§ **STATED GOAL**: Set down every entry word for word. Omit the pictures.

===== RECORDS FOR THIS TASK

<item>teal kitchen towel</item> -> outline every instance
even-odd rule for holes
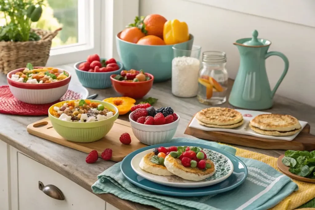
[[[201,139],[174,139],[173,142],[203,144],[235,155],[231,147]],[[260,161],[240,157],[248,169],[248,176],[243,184],[231,190],[201,197],[172,197],[147,191],[132,184],[120,171],[117,163],[97,176],[92,186],[96,194],[111,193],[118,197],[165,210],[264,210],[276,205],[297,190],[289,177]]]

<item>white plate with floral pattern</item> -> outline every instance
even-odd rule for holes
[[[205,187],[220,182],[226,179],[233,173],[234,167],[231,160],[225,155],[215,151],[203,149],[207,158],[213,162],[216,172],[212,176],[198,181],[184,179],[175,175],[163,176],[156,175],[142,169],[139,166],[141,159],[152,150],[146,150],[137,154],[131,161],[131,167],[138,175],[152,182],[171,187],[195,188]]]

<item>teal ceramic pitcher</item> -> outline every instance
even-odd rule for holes
[[[257,38],[256,30],[253,32],[252,35],[252,38],[241,39],[234,43],[239,51],[240,60],[229,102],[247,109],[266,109],[272,106],[275,93],[288,72],[289,61],[281,53],[267,52],[271,42]],[[284,70],[272,90],[265,66],[266,59],[272,55],[279,56],[284,62]]]

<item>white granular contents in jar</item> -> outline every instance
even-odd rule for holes
[[[172,92],[179,97],[194,97],[198,93],[200,62],[195,58],[183,56],[172,61]]]

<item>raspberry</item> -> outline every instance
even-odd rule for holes
[[[146,122],[146,117],[140,117],[137,120],[137,122],[140,123],[141,124],[144,124],[144,122]]]
[[[206,167],[206,161],[204,160],[201,160],[197,163],[197,167],[199,169],[204,169]]]
[[[119,140],[124,145],[129,145],[131,143],[131,138],[128,133],[124,133],[119,137]]]
[[[165,124],[165,117],[163,114],[159,112],[154,116],[154,125],[164,125]]]
[[[146,111],[148,111],[148,115],[149,116],[154,117],[157,114],[157,111],[153,106],[147,108]]]
[[[190,161],[192,159],[190,158],[184,157],[181,159],[181,164],[184,167],[189,167],[190,166]],[[204,165],[204,167],[206,167],[205,164]]]
[[[108,161],[111,159],[112,154],[113,150],[112,150],[112,149],[107,148],[105,149],[104,151],[102,153],[101,156],[103,160]]]
[[[151,105],[149,103],[137,104],[135,106],[134,106],[132,107],[130,110],[131,111],[133,111],[139,108],[141,109],[146,109],[148,107],[150,107],[150,106],[151,106]]]
[[[96,150],[92,150],[89,153],[85,158],[85,162],[88,163],[95,162],[98,159],[98,153]]]
[[[169,115],[165,118],[165,124],[168,124],[174,122],[174,117],[172,115]]]
[[[147,116],[148,111],[145,109],[139,108],[134,111],[132,113],[132,116],[134,118],[134,120],[136,121],[140,117],[146,117]]]
[[[196,153],[194,151],[190,150],[183,152],[183,156],[192,159],[196,156]]]
[[[158,148],[159,152],[164,152],[165,154],[167,153],[167,150],[164,147],[160,147]]]
[[[144,124],[145,125],[153,125],[154,124],[154,118],[151,116],[146,117]]]
[[[177,147],[175,146],[172,146],[169,147],[169,148],[167,149],[167,150],[170,152],[173,151],[177,152]]]
[[[174,117],[174,121],[176,121],[178,119],[178,117],[177,116],[177,115],[175,113],[173,113],[172,115],[173,116],[173,117]]]

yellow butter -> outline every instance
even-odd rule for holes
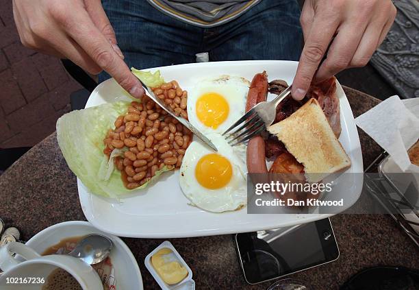
[[[170,249],[164,247],[151,256],[151,265],[166,284],[177,284],[188,276],[188,270],[176,261],[170,261],[165,255],[170,254]]]

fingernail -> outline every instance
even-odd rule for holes
[[[304,99],[307,90],[299,88],[292,93],[292,97],[297,101],[301,101]]]
[[[117,45],[112,45],[112,49],[115,51],[115,52],[119,56],[120,58],[124,59],[124,55],[122,51],[119,49],[119,47]]]
[[[144,89],[138,85],[135,85],[129,90],[129,95],[136,99],[141,99],[144,95]]]

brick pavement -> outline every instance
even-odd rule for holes
[[[81,86],[60,60],[21,45],[11,0],[0,7],[0,148],[33,146],[55,131]]]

==========

§ **TASK ANSWER**:
<item>teal kitchen towel</item> -> outline every instance
even-odd rule for holes
[[[201,139],[174,139],[173,142],[203,144],[235,155],[231,147]],[[260,161],[240,157],[248,169],[248,176],[243,184],[231,190],[201,197],[172,197],[147,191],[132,184],[120,171],[117,163],[97,176],[92,186],[96,194],[111,193],[118,197],[165,210],[264,210],[276,205],[297,190],[289,177]]]

<item>white plate with floral pattern</item> -> outline every instance
even-odd rule for holes
[[[205,187],[220,182],[226,179],[233,173],[234,167],[231,160],[225,155],[215,151],[203,149],[207,158],[213,162],[216,172],[212,176],[198,181],[184,179],[175,175],[163,176],[156,175],[142,169],[139,166],[141,159],[152,150],[146,150],[137,154],[131,161],[131,167],[138,175],[152,182],[171,187],[195,188]]]

<item>teal ceramic pitcher</item> -> outline every instance
even-odd rule for holes
[[[257,38],[256,30],[253,32],[252,35],[252,38],[241,39],[234,43],[239,51],[240,60],[229,102],[247,109],[266,109],[272,106],[275,93],[288,72],[289,61],[281,53],[267,52],[271,42]],[[284,70],[272,90],[265,66],[266,59],[272,55],[279,56],[284,62]]]

<item>white granular contents in jar</item> -> outline every instance
even-odd rule for holes
[[[172,92],[179,97],[194,97],[198,93],[200,62],[195,58],[183,56],[172,61]]]

<item>raspberry</item> -> outline every instance
even-odd rule for holes
[[[146,122],[146,117],[140,117],[137,120],[137,122],[140,123],[141,124],[144,124],[144,122]]]
[[[206,167],[206,161],[204,160],[201,160],[197,163],[197,167],[199,169],[204,169]]]
[[[119,140],[124,145],[129,145],[131,143],[131,138],[128,133],[124,133],[119,137]]]
[[[165,124],[165,117],[163,114],[159,112],[154,116],[154,125],[164,125]]]
[[[146,111],[148,111],[148,115],[149,116],[154,117],[157,114],[157,111],[153,106],[147,108]]]
[[[190,161],[192,159],[190,158],[184,157],[181,159],[181,164],[184,167],[189,167],[190,166]],[[204,165],[204,167],[206,167],[205,164]]]
[[[108,161],[111,159],[112,154],[113,150],[112,150],[112,149],[107,148],[105,149],[104,151],[102,153],[101,156],[103,160]]]
[[[151,105],[149,103],[137,104],[135,106],[134,106],[132,107],[130,110],[131,111],[133,111],[139,108],[141,109],[146,109],[148,107],[150,107],[150,106],[151,106]]]
[[[96,150],[92,150],[89,153],[85,158],[85,162],[88,163],[95,162],[98,159],[98,153]]]
[[[169,115],[165,118],[165,124],[168,124],[174,122],[174,117],[172,115]]]
[[[147,116],[148,111],[145,109],[139,108],[134,111],[132,113],[132,116],[134,118],[134,120],[136,121],[140,117],[146,117]]]
[[[196,153],[194,151],[190,150],[183,152],[183,156],[192,159],[196,156]]]
[[[158,148],[159,152],[164,152],[165,154],[167,153],[167,150],[164,147],[160,147]]]
[[[144,124],[145,125],[153,125],[154,124],[154,118],[151,116],[146,117]]]
[[[177,147],[175,146],[172,146],[169,147],[169,148],[167,149],[167,150],[170,152],[173,151],[177,152]]]
[[[174,117],[174,121],[176,121],[178,119],[178,117],[177,116],[177,115],[175,113],[173,113],[172,115],[173,116],[173,117]]]

yellow butter -> outline every instance
even-odd rule for holes
[[[170,249],[164,247],[151,256],[151,265],[166,284],[177,284],[188,276],[188,270],[176,261],[170,261],[165,255],[170,254]]]

fingernail -> outline every instance
even-odd rule for holes
[[[304,99],[307,90],[299,88],[292,93],[292,97],[297,101],[301,101]]]
[[[117,45],[112,45],[112,49],[115,51],[115,52],[119,56],[120,58],[124,59],[124,55],[122,51],[119,49],[119,47]]]
[[[144,89],[138,85],[135,85],[129,90],[129,95],[136,99],[141,99],[144,95]]]

brick pavement -> outline every instance
even-odd rule for holes
[[[81,86],[60,60],[21,45],[11,0],[0,7],[0,148],[33,146],[55,131]]]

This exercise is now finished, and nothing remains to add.